TO DO:
Your task is to repeat the entries exactly. Leave the pictures out.

MATERIALS PROVIDED:

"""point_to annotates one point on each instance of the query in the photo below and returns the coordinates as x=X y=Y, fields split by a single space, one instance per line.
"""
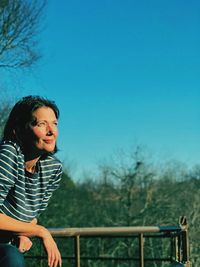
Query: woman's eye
x=41 y=124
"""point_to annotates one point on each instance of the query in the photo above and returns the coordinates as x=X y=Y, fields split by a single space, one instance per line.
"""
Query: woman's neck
x=30 y=165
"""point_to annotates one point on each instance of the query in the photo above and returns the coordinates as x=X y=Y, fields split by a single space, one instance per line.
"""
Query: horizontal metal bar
x=104 y=258
x=113 y=230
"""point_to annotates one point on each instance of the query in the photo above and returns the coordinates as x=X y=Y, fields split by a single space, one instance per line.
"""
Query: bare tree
x=19 y=25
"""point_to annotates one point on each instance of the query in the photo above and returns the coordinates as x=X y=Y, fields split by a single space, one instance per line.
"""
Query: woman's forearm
x=21 y=228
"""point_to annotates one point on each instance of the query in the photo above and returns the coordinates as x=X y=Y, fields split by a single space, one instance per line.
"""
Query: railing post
x=141 y=244
x=77 y=251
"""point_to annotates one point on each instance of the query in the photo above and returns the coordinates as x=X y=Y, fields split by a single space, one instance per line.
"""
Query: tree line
x=132 y=193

RESULT FOR THIS TASK:
"""point_to annotates one point on each instance of the query in the photo below and returns the coordinates as x=X y=Y, fields split by a single space, one instance per line.
"""
Query: woman's eye
x=41 y=124
"""point_to annotates one point on each instance of the query in the photo above and returns the coordinates as x=X y=Y, fields split by a single space, one instance per line.
"""
Query: woman's neck
x=30 y=165
"""point_to annotates one point on each instance of the query in the photo above and returns the coordinates as x=X y=Y, fields split by a single space, one instance per line.
"""
Query: horizontal metal bar
x=104 y=258
x=113 y=230
"""point_to annotates one point on each instance of the query in the photo above and returns the coordinates as x=X y=Y, fields split by a single space, one instance per line.
"""
Query: bare tree
x=19 y=25
"""point_to annotates one point on each instance of the query in the photo above and returns the coordinates as x=X y=Y, fields split by a single space, one instance per line.
"""
Query: woman's forearm
x=21 y=228
"""point_to annotates one point on each instance of the query in the photo above and returns the coordinates as x=X y=Y, fields split by a single space, one instance per line.
"""
Query: railing post
x=141 y=244
x=77 y=251
"""point_to annotates one point on each instance of the query in the photo above and returns the coordinates as x=X y=Y, fields split by a single space, one instance per line.
"""
Query: tree line
x=132 y=193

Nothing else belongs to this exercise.